TASK DETAILS:
Return every one of the rows below word for word, leaving out the pictures.

───── MATERIAL SUPPLIED ─────

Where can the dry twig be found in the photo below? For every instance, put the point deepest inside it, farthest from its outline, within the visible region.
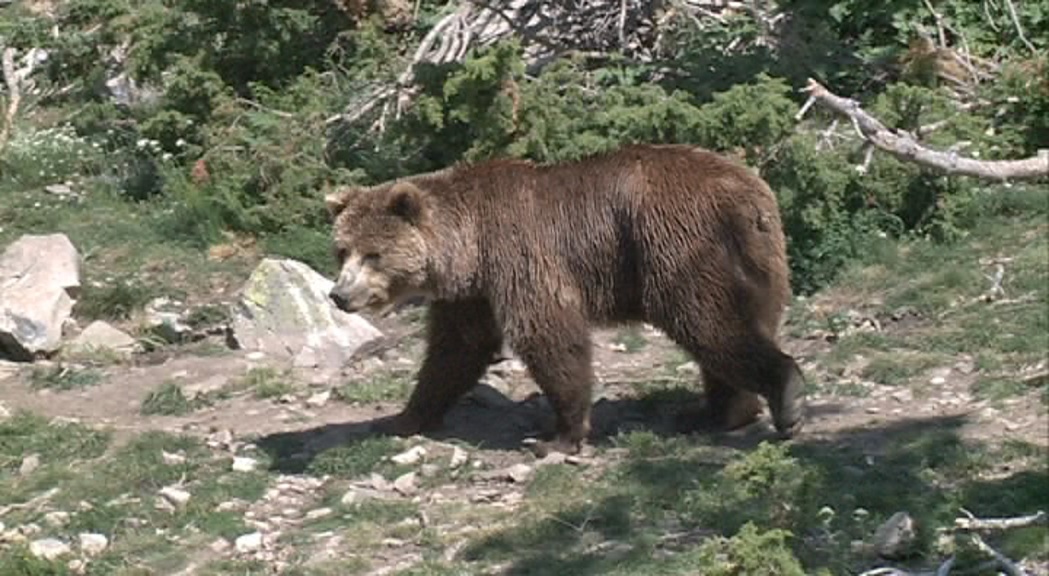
(905, 148)
(14, 96)
(970, 523)
(1015, 23)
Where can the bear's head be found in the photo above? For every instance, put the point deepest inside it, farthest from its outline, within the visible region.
(380, 243)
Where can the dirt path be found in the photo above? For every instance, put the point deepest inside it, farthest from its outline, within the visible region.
(509, 408)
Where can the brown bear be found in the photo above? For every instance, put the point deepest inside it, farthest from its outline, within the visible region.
(677, 236)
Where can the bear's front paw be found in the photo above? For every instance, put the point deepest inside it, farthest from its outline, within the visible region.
(789, 407)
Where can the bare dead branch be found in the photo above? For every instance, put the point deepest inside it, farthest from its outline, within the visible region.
(970, 523)
(904, 147)
(260, 107)
(14, 96)
(939, 23)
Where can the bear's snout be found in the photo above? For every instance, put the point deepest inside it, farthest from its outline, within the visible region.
(340, 299)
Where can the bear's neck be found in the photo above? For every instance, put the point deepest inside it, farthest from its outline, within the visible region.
(455, 255)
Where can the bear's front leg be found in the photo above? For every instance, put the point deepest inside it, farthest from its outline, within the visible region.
(462, 338)
(556, 349)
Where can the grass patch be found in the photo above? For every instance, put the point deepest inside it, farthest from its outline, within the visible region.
(357, 459)
(169, 399)
(115, 300)
(771, 509)
(262, 382)
(56, 444)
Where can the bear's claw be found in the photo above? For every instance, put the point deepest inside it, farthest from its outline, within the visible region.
(789, 406)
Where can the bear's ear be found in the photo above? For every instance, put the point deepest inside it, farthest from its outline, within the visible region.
(336, 201)
(406, 200)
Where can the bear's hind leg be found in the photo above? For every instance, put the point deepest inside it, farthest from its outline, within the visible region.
(462, 339)
(739, 368)
(725, 407)
(558, 358)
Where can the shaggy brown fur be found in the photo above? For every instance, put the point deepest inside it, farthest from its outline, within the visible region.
(672, 235)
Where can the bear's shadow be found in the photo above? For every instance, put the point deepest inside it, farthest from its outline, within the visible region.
(488, 420)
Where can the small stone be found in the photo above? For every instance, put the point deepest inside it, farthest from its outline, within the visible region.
(318, 513)
(29, 464)
(409, 456)
(48, 549)
(92, 545)
(249, 542)
(519, 472)
(318, 400)
(175, 495)
(58, 189)
(103, 336)
(30, 529)
(893, 539)
(458, 457)
(516, 473)
(172, 460)
(57, 518)
(429, 470)
(689, 368)
(552, 457)
(219, 546)
(243, 464)
(405, 484)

─────

ANSWER TO THE TASK:
Where can the dry twig be found in the photo below? For every instance, put the point deepest inside it, farthest from its outline, within the visible region.
(905, 148)
(14, 96)
(970, 523)
(1015, 23)
Where can the bear's head be found in the photo above? For every instance, put the point deepest inside it, farthest from its outline, within the visible region.
(380, 243)
Where can the dirt path be found in the photo above? For every instance, put the point deepest inside it, farthest from its outline, within the visible region.
(509, 408)
Where can the brown bear be found in the photo above? For every instance, put the point deepest inside it, farthest from its outline, within the visible region.
(677, 236)
Where can the bear's front paw be found in the photo above? For every instance, put the point deepest inside it, farthest from its outline, within the visible region.
(789, 407)
Where can the bare dead branch be found in the photo above? For every instance, put the point deepest inside it, farthest from its outline, within the visible region.
(970, 523)
(904, 147)
(260, 107)
(14, 96)
(939, 23)
Where can the bear's snout be found in the photo above? For every instance, put the point deepest inside it, farthest from its outline, within the visible region.
(340, 299)
Where can the bear's neck be found in the photo above? For every instance, put the point deepest inside it, farthest from its outline, within the visible region.
(455, 255)
Where can the bear's front leg be found in the photo above? For every instance, put the point deepest inside it, farthest from its outline, within the visible region.
(462, 338)
(556, 349)
Where can the grass patch be found in the photo above? For every instance, put the point deepest inside it, farthest from its outline, within the visible region.
(357, 459)
(169, 399)
(115, 300)
(771, 509)
(262, 382)
(56, 444)
Where can the bear's claw be found in the photo above? For every instance, put the point deepest inside it, farthest from its outline, within the visible region.
(789, 406)
Where can the bear's ear be found in the photo above? For every instance, put the point deepest inside it, farthest from its outline, within the visible region.
(336, 201)
(406, 200)
Where can the bear's hind leg be found in the photo above? For every instance, put the point deepest inside it, farthest from its outline, within the visible region.
(462, 339)
(739, 368)
(725, 407)
(558, 358)
Where can the shaggy brown fur be found in the photo above? For every instance, put the point deepest inside it, farthest from its outline, within the visible region.
(672, 235)
Where can the bear's shadow be found in the photo above? For every instance, put the point deepest inside it, farthest from its outline, within the visible region.
(488, 420)
Where can the small stone be found in the photo above? For every instance, put the point deepest inside it, farthest from its outline, within the visible region.
(318, 513)
(29, 464)
(409, 456)
(48, 549)
(92, 545)
(249, 542)
(519, 472)
(318, 400)
(175, 495)
(58, 189)
(103, 336)
(30, 529)
(893, 539)
(458, 457)
(516, 473)
(172, 460)
(57, 518)
(429, 470)
(689, 368)
(552, 457)
(219, 546)
(243, 464)
(405, 484)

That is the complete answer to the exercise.